--- THE PROBLEM ---
Gather, from the data below, each line in which the word "written" occurs.
**** AVAILABLE DATA
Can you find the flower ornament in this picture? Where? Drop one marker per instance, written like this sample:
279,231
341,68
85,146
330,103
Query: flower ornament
********
**** AVAILABLE DATA
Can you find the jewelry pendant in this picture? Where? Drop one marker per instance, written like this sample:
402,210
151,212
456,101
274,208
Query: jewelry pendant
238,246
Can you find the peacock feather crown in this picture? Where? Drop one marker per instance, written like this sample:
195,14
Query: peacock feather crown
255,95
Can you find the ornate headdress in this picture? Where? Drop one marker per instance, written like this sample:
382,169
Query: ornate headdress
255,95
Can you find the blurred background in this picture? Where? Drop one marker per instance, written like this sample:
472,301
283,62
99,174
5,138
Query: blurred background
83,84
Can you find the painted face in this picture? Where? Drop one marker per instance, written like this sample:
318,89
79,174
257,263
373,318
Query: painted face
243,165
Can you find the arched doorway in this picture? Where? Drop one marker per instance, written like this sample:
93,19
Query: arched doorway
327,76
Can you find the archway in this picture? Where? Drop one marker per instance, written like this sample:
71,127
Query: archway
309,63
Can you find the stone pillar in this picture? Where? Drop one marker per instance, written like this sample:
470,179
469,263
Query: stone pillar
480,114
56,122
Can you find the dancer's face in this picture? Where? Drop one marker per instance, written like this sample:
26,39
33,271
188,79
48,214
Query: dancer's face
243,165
********
--- TASK RESULT ---
Can you find the flower ornament in this picture? Where? Drop one marker per instance, written like this sample:
Can you find the jewelry pendant in this picture? Where? Drop one marker per instance, written like this sample:
Can you find the peacock feather crown in this picture? Where? Drop one marker per instance, written like this sample:
Can you find the ornate headdress in this picture? Where? Drop one marker per instance, written like this sample:
Can you find the blurred background in this picture? Where? Drop one marker per instance, written like this sample:
Can you find the painted face in this picture? Where? Drop one marker per instance, written like this sample:
Can you find the arched doorway in this picture? Where? Drop one marker per instance, written like this sample:
Can you find the archway in this picture? Where? Drop one marker per instance, written like this sample:
Can you find the stone pillar in this picture? Where? Drop one marker per instance, written like this sample:
Can you find the dancer's face in this picture? Where? Drop one marker per instance, written like this sample:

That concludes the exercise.